**What the exercise asks**
Repeat precisely the span of lines below that opens with the line containing "TARGET = gloved fingertip" and closes with the line containing "TARGET = cream colored handle", both included.

**Materials provided**
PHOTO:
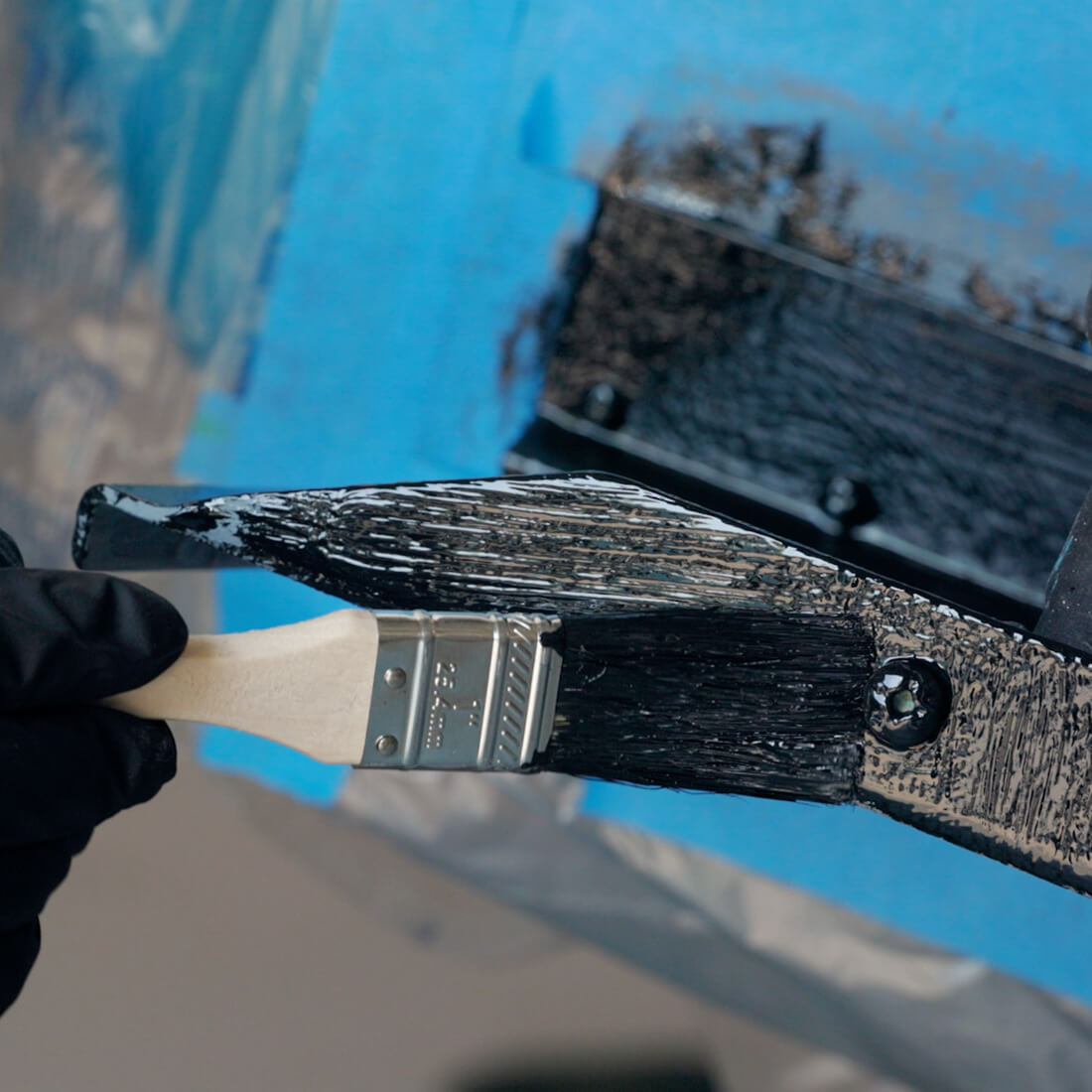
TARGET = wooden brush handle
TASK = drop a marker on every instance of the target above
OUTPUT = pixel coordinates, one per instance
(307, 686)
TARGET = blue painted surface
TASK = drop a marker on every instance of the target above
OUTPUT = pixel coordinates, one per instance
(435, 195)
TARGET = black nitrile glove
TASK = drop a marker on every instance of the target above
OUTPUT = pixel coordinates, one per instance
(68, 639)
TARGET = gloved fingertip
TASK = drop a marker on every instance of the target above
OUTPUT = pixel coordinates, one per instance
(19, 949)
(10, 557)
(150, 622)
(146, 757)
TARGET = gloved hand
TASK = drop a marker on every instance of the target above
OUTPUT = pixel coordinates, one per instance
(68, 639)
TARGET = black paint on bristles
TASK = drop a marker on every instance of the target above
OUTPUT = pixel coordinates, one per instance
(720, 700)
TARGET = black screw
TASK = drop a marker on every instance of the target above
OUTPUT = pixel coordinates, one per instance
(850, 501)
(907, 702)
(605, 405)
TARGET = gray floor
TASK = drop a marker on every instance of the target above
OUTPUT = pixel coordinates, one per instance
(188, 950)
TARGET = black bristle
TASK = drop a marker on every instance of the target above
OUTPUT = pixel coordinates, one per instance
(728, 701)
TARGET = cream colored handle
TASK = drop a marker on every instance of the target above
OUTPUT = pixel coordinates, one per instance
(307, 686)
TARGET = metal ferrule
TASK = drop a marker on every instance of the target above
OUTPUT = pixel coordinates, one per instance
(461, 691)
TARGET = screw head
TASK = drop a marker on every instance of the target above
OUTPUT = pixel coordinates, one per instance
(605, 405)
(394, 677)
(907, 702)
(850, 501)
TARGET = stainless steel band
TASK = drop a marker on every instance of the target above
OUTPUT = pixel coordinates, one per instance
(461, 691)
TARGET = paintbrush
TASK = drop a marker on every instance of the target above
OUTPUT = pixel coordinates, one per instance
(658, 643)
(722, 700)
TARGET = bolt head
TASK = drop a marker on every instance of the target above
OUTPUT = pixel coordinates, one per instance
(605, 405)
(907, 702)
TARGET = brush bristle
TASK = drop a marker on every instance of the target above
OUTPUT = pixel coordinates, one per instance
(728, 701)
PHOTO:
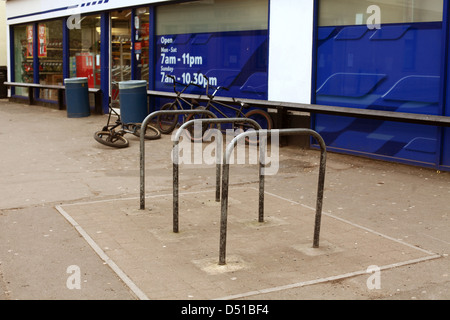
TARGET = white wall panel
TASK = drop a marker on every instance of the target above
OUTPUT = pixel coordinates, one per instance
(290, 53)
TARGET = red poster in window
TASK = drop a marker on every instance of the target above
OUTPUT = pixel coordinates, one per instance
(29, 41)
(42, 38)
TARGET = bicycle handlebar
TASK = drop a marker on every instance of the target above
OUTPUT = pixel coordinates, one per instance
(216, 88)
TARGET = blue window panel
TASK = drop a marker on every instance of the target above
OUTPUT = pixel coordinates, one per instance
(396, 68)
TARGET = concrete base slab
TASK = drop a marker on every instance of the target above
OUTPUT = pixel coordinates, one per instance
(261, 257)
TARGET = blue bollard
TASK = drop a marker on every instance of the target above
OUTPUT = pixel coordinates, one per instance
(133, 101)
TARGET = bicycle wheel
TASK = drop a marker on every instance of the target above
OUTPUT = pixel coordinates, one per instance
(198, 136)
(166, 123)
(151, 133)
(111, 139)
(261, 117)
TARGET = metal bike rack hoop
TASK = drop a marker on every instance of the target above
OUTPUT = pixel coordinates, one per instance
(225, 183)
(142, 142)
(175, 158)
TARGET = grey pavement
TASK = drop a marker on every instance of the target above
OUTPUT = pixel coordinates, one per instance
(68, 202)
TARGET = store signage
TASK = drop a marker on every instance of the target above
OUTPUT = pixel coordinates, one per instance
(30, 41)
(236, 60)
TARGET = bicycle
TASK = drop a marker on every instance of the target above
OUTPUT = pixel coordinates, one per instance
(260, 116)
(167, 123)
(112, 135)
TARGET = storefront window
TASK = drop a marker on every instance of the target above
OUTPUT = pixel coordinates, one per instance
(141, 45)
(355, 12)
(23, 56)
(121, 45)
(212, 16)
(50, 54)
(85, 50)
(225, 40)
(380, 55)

**Problem solution**
TARGET = gloved fingertip
TASK = drop a marker on every instance of the target above
OUTPUT = pixel coordinates, one per instance
(19, 949)
(10, 557)
(150, 622)
(146, 757)
TARGET = gloved hand
TASK = drop a marker on every instance of the target above
OUTPUT = pixel coordinates, one per instance
(68, 639)
TARGET = black paint on bristles
TASK = drop a marker on every instance of the target above
OUTPUT = pixel coordinates, one per instance
(720, 700)
TARGET = black screw
TASK = drop a marker on every instance of the target above
OUTPUT = pixel coordinates, one per instance
(850, 501)
(907, 702)
(605, 405)
TARGET = gray floor
TASK = drop a marker on every instance of the target above
OUTPUT = pixel coordinates, one per instance
(188, 950)
TARGET = black bristle
TASK = drop a marker on every instance of the target above
OUTPUT = pixel coordinates, one per instance
(728, 701)
TARGET = cream colored handle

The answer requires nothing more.